++++ WYBRANE DANE

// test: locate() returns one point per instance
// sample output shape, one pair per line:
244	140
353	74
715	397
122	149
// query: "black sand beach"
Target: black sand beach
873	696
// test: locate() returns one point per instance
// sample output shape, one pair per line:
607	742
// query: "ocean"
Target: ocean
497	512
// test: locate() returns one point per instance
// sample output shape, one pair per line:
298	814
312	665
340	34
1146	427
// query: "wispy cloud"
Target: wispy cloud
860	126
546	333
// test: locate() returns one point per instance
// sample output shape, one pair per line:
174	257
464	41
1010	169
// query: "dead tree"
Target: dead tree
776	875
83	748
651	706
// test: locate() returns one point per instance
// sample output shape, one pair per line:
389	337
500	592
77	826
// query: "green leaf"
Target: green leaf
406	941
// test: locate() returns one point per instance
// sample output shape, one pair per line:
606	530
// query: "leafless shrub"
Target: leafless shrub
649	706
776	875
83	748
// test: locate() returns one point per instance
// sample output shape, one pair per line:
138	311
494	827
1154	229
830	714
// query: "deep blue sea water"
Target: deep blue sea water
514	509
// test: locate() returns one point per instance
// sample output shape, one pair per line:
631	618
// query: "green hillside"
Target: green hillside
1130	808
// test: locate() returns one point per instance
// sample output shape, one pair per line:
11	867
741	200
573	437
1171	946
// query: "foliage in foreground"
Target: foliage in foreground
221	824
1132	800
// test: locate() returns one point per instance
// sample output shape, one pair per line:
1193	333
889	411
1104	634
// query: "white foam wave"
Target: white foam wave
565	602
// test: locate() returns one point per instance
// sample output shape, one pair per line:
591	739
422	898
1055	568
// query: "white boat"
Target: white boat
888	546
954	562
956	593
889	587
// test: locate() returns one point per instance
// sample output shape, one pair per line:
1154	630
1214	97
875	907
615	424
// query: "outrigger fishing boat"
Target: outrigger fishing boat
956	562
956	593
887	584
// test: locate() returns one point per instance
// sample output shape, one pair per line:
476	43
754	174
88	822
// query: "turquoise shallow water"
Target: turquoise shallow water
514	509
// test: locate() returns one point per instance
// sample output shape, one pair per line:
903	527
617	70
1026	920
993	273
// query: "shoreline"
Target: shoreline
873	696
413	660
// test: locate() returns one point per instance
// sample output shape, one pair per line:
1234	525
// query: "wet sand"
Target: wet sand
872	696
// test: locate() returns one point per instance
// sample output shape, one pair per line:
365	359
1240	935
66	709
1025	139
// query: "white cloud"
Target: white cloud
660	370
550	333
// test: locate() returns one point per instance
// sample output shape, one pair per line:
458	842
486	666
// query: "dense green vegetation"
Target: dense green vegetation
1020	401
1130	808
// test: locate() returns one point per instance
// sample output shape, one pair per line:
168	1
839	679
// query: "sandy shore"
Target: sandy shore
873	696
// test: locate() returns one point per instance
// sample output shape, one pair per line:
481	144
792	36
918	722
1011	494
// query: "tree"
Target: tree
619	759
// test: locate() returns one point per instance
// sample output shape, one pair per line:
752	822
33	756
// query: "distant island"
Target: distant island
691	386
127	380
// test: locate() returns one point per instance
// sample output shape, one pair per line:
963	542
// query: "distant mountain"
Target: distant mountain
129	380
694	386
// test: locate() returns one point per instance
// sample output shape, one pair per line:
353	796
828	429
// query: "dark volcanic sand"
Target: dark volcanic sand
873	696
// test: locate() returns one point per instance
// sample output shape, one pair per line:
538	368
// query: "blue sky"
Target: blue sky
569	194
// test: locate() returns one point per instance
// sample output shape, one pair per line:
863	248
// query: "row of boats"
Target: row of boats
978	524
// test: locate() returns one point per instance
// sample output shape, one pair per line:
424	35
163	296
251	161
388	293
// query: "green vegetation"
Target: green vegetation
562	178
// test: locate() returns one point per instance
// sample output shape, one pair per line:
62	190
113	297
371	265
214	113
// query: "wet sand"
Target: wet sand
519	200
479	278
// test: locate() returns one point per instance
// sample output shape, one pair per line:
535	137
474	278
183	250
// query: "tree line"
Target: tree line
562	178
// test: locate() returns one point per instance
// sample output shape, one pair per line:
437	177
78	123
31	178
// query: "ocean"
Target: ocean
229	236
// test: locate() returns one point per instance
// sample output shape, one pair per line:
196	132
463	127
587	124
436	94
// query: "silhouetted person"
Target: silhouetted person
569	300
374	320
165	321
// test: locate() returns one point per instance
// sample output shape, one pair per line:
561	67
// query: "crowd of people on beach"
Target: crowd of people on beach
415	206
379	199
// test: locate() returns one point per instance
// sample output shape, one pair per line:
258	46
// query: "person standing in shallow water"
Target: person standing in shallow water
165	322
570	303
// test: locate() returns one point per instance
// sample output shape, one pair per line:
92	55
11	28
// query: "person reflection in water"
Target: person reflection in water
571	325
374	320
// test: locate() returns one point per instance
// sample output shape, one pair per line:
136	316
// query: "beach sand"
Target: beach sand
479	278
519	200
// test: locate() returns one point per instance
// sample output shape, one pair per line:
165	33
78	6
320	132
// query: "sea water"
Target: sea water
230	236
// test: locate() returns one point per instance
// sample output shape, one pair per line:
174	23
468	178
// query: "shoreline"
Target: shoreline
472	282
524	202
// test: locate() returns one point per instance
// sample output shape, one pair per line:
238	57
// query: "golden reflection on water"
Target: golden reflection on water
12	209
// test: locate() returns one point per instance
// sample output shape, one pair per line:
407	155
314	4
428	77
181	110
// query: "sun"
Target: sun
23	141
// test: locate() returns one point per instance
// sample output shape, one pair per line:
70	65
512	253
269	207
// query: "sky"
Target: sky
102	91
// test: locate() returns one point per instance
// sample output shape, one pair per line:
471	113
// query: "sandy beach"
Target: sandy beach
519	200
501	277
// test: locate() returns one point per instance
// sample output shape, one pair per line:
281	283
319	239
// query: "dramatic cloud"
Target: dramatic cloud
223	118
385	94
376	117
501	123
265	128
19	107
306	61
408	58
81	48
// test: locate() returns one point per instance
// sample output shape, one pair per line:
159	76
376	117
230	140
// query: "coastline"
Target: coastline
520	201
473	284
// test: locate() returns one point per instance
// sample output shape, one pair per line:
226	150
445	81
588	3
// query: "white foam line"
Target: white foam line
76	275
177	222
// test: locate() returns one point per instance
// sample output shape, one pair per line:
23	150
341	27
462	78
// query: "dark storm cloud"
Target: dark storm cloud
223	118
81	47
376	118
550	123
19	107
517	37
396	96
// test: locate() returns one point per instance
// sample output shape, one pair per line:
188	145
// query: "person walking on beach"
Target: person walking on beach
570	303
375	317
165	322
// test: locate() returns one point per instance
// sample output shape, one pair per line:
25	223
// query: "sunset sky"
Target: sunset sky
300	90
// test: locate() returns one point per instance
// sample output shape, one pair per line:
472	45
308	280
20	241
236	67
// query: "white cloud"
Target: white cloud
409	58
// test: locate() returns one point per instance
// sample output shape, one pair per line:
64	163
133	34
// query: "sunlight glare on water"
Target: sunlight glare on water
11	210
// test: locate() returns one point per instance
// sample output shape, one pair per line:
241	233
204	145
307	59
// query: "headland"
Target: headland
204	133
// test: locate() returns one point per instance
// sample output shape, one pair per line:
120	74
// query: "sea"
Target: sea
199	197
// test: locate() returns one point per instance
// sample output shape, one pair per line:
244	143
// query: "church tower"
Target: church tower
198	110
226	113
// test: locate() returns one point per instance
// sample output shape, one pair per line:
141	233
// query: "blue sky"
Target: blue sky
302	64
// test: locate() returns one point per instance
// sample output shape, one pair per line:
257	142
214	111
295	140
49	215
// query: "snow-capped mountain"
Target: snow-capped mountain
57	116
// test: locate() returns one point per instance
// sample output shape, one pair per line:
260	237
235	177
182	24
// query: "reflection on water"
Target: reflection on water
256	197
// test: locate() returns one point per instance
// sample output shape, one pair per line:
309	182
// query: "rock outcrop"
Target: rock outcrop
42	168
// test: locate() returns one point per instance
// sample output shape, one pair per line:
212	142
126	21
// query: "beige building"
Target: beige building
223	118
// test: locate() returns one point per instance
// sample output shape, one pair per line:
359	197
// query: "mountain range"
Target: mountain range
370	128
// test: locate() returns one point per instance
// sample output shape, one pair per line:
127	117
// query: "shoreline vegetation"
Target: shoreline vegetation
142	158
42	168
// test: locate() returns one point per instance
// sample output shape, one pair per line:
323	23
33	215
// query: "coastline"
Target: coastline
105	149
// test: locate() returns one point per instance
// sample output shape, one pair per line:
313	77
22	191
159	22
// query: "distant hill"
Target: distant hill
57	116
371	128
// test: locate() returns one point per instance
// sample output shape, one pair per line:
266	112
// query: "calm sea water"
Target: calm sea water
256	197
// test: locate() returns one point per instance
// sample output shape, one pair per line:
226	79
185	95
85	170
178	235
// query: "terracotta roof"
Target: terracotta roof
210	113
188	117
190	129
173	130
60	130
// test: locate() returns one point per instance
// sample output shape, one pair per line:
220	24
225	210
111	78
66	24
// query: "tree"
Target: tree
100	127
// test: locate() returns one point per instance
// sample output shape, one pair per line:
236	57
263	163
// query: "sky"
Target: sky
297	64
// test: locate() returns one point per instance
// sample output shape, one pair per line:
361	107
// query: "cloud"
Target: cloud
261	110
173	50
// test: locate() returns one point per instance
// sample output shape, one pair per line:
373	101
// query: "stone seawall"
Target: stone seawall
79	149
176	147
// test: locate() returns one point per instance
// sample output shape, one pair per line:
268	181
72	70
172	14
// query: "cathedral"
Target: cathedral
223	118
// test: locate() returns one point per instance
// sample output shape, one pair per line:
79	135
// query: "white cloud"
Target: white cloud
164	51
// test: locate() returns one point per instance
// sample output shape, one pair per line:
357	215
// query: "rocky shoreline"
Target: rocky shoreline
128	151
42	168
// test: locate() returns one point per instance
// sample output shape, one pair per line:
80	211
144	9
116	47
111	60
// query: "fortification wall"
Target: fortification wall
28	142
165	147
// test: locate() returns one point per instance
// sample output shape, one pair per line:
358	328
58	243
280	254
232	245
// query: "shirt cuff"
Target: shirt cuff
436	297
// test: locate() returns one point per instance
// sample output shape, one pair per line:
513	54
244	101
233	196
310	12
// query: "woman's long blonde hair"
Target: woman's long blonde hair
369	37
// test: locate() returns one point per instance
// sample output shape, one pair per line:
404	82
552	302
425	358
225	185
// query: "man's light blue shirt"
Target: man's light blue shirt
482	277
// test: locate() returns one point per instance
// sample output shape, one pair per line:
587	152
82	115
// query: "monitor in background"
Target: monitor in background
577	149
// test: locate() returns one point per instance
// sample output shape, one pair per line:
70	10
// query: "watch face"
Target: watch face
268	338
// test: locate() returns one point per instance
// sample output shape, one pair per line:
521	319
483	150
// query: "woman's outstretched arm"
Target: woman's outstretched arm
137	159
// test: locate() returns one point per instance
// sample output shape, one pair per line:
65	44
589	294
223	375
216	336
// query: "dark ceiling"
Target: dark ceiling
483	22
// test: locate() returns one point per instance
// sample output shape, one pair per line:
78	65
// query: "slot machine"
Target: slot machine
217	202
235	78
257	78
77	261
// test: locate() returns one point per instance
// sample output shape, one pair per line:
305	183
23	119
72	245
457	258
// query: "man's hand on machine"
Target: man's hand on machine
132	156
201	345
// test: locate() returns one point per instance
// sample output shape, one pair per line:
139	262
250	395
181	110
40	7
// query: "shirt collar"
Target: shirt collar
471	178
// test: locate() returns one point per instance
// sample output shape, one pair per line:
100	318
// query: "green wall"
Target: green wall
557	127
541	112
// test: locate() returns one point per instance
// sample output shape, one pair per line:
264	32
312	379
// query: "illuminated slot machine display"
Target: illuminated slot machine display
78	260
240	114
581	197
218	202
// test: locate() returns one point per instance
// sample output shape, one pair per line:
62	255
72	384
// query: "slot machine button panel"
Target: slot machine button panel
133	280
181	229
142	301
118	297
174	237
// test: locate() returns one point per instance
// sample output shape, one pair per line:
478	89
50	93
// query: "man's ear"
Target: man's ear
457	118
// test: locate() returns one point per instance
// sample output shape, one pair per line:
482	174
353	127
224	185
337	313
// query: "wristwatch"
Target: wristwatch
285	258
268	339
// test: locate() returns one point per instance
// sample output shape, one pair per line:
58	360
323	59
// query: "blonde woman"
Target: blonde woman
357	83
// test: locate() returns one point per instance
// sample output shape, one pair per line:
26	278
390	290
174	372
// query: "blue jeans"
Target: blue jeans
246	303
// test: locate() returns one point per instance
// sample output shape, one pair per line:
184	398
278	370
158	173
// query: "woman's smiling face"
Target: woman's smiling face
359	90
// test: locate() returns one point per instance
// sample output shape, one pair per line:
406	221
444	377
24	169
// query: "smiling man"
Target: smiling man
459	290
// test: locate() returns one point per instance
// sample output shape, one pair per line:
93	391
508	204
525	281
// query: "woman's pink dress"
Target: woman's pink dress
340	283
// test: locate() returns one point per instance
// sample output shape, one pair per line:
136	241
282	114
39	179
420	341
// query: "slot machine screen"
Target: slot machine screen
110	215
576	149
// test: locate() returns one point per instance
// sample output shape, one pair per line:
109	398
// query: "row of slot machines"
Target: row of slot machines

++++++++

▶ CO ZROBIĆ
Wypisz z danych powyżej każdy wiersz, w którym pojawia się słowo "outstretched".

▶ WYNIK ZADANIA
// query: "woman's outstretched arm"
Target: woman's outstretched arm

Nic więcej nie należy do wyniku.